### Stated task:
Please output the records below in full, exactly as given, but without the images.

-*-

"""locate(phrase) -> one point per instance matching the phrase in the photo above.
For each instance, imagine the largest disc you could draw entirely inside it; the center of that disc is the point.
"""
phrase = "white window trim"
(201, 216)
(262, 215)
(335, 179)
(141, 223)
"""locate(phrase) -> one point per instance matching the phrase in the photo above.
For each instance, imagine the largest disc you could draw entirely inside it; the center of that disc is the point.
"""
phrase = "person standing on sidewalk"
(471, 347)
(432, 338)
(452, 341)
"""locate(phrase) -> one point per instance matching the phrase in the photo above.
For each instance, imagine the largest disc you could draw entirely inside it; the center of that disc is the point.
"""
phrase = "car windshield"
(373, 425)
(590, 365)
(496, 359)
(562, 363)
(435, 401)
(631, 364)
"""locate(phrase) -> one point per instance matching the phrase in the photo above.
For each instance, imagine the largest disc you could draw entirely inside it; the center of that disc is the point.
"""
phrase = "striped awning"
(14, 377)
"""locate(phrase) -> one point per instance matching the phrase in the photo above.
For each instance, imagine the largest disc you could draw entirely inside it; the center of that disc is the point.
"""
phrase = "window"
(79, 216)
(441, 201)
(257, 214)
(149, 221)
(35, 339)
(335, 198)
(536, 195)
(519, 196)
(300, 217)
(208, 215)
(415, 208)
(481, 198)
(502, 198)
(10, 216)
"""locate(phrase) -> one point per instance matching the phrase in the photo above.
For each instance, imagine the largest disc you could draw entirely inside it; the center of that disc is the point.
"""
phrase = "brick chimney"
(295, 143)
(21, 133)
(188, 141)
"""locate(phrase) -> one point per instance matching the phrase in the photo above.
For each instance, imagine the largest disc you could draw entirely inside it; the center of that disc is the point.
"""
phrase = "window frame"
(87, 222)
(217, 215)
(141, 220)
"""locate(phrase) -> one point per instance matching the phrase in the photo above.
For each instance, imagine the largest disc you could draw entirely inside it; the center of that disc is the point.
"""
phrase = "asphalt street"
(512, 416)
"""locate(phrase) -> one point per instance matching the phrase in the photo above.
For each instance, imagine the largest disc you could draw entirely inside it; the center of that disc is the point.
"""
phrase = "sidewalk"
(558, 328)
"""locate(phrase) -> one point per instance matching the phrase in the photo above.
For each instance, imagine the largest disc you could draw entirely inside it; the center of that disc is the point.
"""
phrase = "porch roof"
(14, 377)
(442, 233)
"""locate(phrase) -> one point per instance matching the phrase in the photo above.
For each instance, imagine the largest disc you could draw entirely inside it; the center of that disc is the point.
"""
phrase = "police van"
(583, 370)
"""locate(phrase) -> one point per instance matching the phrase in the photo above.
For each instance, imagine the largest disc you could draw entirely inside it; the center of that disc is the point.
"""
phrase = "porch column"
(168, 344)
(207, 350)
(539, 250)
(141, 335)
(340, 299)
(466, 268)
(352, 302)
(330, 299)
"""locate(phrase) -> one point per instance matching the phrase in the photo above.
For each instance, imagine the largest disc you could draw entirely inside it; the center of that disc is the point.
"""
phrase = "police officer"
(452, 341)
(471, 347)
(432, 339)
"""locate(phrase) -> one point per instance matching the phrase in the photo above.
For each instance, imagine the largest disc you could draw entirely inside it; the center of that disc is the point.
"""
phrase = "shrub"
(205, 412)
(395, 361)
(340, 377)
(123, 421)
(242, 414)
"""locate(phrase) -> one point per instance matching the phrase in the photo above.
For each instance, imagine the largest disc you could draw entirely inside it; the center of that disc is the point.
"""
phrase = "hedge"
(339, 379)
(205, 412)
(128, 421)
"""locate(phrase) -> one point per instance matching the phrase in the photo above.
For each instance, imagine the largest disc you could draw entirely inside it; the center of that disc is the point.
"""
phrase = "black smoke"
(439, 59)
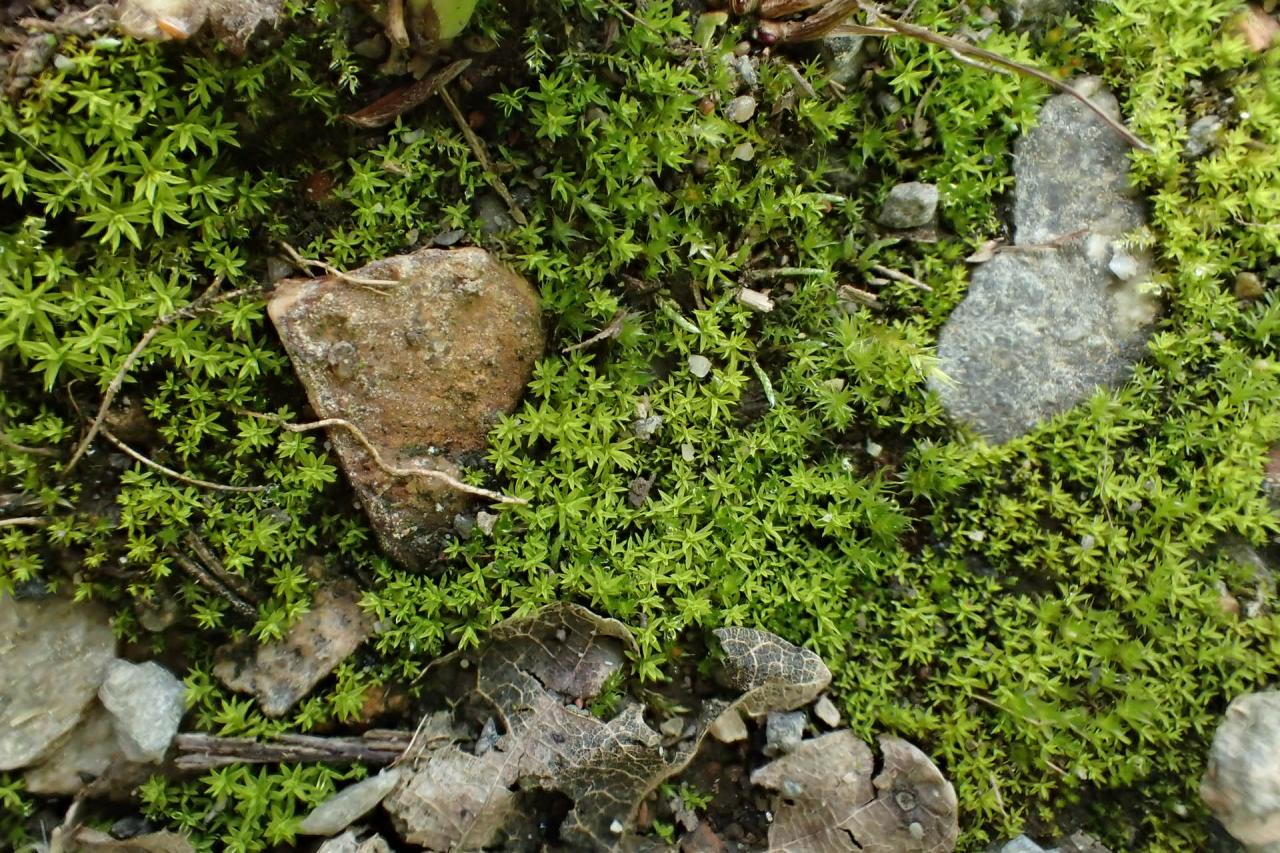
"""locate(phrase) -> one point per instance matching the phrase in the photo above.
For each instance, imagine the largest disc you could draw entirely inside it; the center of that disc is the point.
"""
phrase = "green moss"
(1042, 617)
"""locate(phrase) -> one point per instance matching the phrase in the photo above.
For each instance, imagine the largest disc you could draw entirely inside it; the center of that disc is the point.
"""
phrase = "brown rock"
(424, 368)
(283, 671)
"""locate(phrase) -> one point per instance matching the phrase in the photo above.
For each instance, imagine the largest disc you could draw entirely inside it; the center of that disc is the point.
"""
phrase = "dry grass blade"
(208, 300)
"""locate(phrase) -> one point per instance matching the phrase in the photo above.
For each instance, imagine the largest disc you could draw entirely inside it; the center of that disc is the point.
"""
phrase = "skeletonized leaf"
(828, 802)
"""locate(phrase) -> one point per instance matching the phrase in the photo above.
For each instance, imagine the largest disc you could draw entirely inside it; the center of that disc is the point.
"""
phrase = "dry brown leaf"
(534, 674)
(828, 803)
(773, 674)
(232, 21)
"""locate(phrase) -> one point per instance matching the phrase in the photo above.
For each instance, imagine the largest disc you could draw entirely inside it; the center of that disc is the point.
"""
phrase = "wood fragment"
(213, 585)
(831, 21)
(396, 30)
(197, 751)
(24, 520)
(391, 106)
(609, 331)
(901, 277)
(476, 145)
(232, 582)
(329, 269)
(206, 301)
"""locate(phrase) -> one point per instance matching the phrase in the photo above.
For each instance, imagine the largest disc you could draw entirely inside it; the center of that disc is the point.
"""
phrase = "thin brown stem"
(310, 263)
(832, 17)
(168, 471)
(24, 521)
(213, 585)
(476, 145)
(234, 583)
(901, 277)
(206, 301)
(609, 331)
(199, 751)
(440, 477)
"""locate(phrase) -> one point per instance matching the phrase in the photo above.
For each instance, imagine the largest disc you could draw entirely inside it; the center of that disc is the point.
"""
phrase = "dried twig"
(901, 277)
(483, 156)
(831, 18)
(206, 300)
(375, 747)
(234, 583)
(447, 479)
(851, 293)
(213, 585)
(24, 520)
(611, 331)
(310, 263)
(388, 108)
(168, 471)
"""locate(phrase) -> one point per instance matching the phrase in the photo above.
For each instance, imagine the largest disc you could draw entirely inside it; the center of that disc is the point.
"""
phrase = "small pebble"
(1248, 286)
(1124, 267)
(755, 300)
(784, 731)
(826, 711)
(740, 109)
(672, 726)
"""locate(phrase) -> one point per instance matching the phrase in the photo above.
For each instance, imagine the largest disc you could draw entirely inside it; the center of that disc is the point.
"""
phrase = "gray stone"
(53, 657)
(845, 56)
(282, 671)
(1037, 333)
(1029, 13)
(1202, 136)
(784, 731)
(350, 804)
(350, 843)
(146, 705)
(87, 751)
(1242, 781)
(826, 711)
(740, 109)
(909, 205)
(1041, 331)
(1072, 172)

-*-

### Answer:
"""locate(phrase) -> one point per instance matching the phrase in the photo above.
For each instance, imagine the largest disc you could draw entirely inside it; the center of that disc is the point.
"""
phrase = "white window trim"
(201, 216)
(262, 215)
(335, 179)
(141, 223)
"""locate(phrase) -> one point per instance matching the phrase in the photo above.
For each instance, imagine the largest disc you could draw entirely inside it; the center of that disc is the point.
"""
phrase = "person standing on sidewalk"
(471, 347)
(432, 338)
(452, 341)
"""locate(phrase) -> one point per instance matching the phrase in the photo above.
For each instance, imagine the largest disc you could draw entirely inside it; the center of that disc is the point.
"""
phrase = "car windshield"
(373, 425)
(590, 365)
(496, 359)
(562, 363)
(435, 401)
(631, 364)
"""locate(phrase) -> one point per instance matching the phrase in the photo above.
For each instance, imagine the largest disc you could draw entirely inside it; the center of that disc is the point.
"""
phrase = "striped awning"
(14, 377)
"""locate(phrase) -> one point per instance matching the phrase in the photo above.
For each instance, imagine the largest disc you could draw entirely inside it; the center of that disc is the point.
"""
phrase = "window"
(79, 216)
(441, 201)
(257, 214)
(149, 221)
(35, 339)
(335, 198)
(536, 195)
(519, 196)
(300, 217)
(208, 215)
(415, 208)
(481, 198)
(502, 198)
(10, 216)
"""locate(phrase) -> one point per instance matching the phrase in the photo above.
For each instance, imagine the largest disc you could draw entirely inside it; the center of that disc is the point.
"""
phrase = "brick chimney"
(295, 143)
(21, 133)
(188, 141)
"""locate(phrase) -> one point per instance matching the phrase in the photo above.
For each instance, imagine the largest disc you could draw entirely inside it; the center of that disc is the point.
"""
phrase = "window frame"
(87, 222)
(217, 215)
(141, 220)
"""locate(phrase) -> one point per instance matching the phrase in the photo above.
For each instance, imagine the largest disc you could draw entirely inside it; the center of that disc is the point.
"""
phrase = "asphalt street"
(512, 416)
"""locate(phrase) -> one point per instance matching the phrase in the photo above.
For each instance, imagine the largest disc you could draw entirely inside it; the center of that disc is the point.
"""
phrase = "sidewalk"
(558, 328)
"""locate(phrase) -> one point per instance matching the phrase in the photo above.
For each instance, imagine the largest disc you could draw entirely inside it; the center of that disc is the point.
"""
phrase = "porch roof"
(14, 377)
(442, 233)
"""locate(phrase) -> one point per instance matching the phrase in the photo above.
For each instance, imagine the largest disc you could draw entirely inside it; the center of that disc is the point.
"""
phrase = "police van"
(583, 370)
"""locate(phrase) -> one point per instance matching the phrase in the photo above.
For each instance, imagine the largest disc you could draw entirely inside it; the center of that disc is the point.
"""
phrase = "porch column"
(168, 344)
(207, 350)
(539, 250)
(141, 335)
(340, 299)
(466, 268)
(352, 302)
(330, 299)
"""locate(phrase) -> one point per instance matching the phrase in the photo above.
For each instance, imagine the largest disc you could draw entirely inside it; the center of that disc is the point.
"""
phrase = "police officer"
(452, 341)
(471, 347)
(432, 339)
"""locate(phrase) -> one point per instance matching the phrase in the photo above.
For each instance, imagine the largest disc you could draw entirely inside it; the center of that disc is the point.
"""
phrase = "shrub"
(205, 412)
(395, 361)
(340, 377)
(123, 421)
(242, 414)
"""locate(phrase) -> one point per instance matching the phrase in the photo above.
For each instance, imagine the largest disc you could draw entirely inside it; the center of that disc is the point.
"""
phrase = "hedge"
(339, 379)
(205, 412)
(128, 421)
"""locate(phrase) -> one point per instance matching the phrase in the photo above.
For each instance, imagine the largest disc you could draw entirely inside it; the center of that disc is the point.
"""
phrase = "black smoke"
(439, 59)
"""locate(phrase) -> one point per instance matching the phrase in the photo above.
For each instance, imagine the largest disc you could draw entirely inside it; the center of that disc is the point.
"""
phrase = "green moss"
(1042, 617)
"""locate(phrase) -> one point per instance matching the phrase in the photo above.
For each instance, imagine the largest disc you could draw entirely inside it; the center of that disc is the point.
"""
phrase = "brown rock"
(424, 368)
(283, 671)
"""locate(phrase) -> one point per instance matching the phrase in the photo above.
For each instance, imagine the largest disc you could draw entirely inside it; the center of that disc is the point.
"""
phrase = "dry grass blade"
(208, 300)
"""locate(phrase) -> one point per instance matching the phrase in the photo above.
For each instance, imagine the largest disc you could draw entirely inside it; the center of that disc is the point.
"""
phrase = "skeletonized leaf"
(828, 802)
"""locate(phrase) -> one point per instance matching the phrase in the photo above.
For each instance, imagine the largest disc you could draw entirely inside it; the center of that disc is the point.
"""
phrase = "dry brown leaf"
(534, 674)
(828, 803)
(773, 674)
(232, 21)
"""locate(phrase) -> one point per instance matching the phrase in the photo above.
For each instance, imagine the largest disc you could draw entirely inside it; the center of that disc is the point.
"""
phrase = "wood fragment"
(213, 585)
(831, 21)
(396, 30)
(197, 751)
(24, 520)
(391, 106)
(609, 331)
(901, 277)
(476, 145)
(232, 582)
(329, 269)
(206, 301)
"""locate(phrase) -> one point per instance matching the phrase in the photo above.
For each instance, imagine the largest disc you could draw entirely inside it; the center of that disc is the point.
"""
phrase = "thin brown stem"
(310, 263)
(832, 17)
(168, 471)
(24, 521)
(213, 585)
(476, 145)
(234, 583)
(901, 277)
(206, 301)
(609, 331)
(199, 751)
(440, 477)
"""locate(phrase) -> one point per instance matching the phrase in the photo above.
For each instance, imagine the largest disc you could draw entirely inside it; the center of that disc is the point.
"""
phrase = "dried twig"
(901, 277)
(483, 156)
(831, 18)
(206, 300)
(375, 747)
(234, 583)
(447, 479)
(851, 293)
(213, 585)
(24, 520)
(611, 331)
(310, 263)
(388, 108)
(168, 471)
"""locate(phrase) -> one point per instance matching the phrase in the photo above.
For each instance, imagine the largest disc you could draw entirely inside it; the center of that disc is the point.
"""
phrase = "small pebble"
(1248, 286)
(1124, 267)
(755, 300)
(784, 731)
(826, 711)
(740, 109)
(672, 726)
"""locate(phrase) -> one point per instance matching the phrase in the photo above.
For each instance, imagine the largest disc you could draw entirely inside it; the center of that disc is the point.
"""
phrase = "gray stone"
(53, 657)
(845, 56)
(282, 671)
(1037, 333)
(1029, 13)
(1202, 136)
(784, 731)
(350, 804)
(350, 843)
(146, 705)
(87, 751)
(1242, 781)
(826, 711)
(740, 109)
(909, 205)
(1041, 331)
(1072, 172)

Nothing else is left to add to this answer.